— To do —
A faithful transcription of the entries below is required.

— Entries supplied —
┌──

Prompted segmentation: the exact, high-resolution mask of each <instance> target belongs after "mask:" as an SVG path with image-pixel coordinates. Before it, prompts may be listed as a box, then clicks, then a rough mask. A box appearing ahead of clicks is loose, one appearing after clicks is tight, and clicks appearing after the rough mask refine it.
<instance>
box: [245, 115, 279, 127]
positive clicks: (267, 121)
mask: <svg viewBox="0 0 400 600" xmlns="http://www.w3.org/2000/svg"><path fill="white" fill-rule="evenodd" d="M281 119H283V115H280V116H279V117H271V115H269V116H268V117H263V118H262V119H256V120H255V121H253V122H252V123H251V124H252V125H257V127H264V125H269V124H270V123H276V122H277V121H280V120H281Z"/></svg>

└──

— Answer area —
Prompted segmentation: the exact, high-resolution mask of each <instance> target belongs after "mask:" as an SVG path with image-pixel coordinates. Before it, prompts may be listed as a box, then clicks, then a rough mask. A box appearing ahead of clicks is loose, one appearing after clicks is tight, and clicks appearing after the rough mask refine it.
<instance>
box: [245, 115, 279, 127]
positive clicks: (267, 121)
mask: <svg viewBox="0 0 400 600" xmlns="http://www.w3.org/2000/svg"><path fill="white" fill-rule="evenodd" d="M281 119H283V115H280V116H279V117H271V115H269V116H268V117H263V118H262V119H256V120H255V121H253V122H252V123H251V124H252V125H257V127H264V125H269V124H270V123H276V122H277V121H280V120H281Z"/></svg>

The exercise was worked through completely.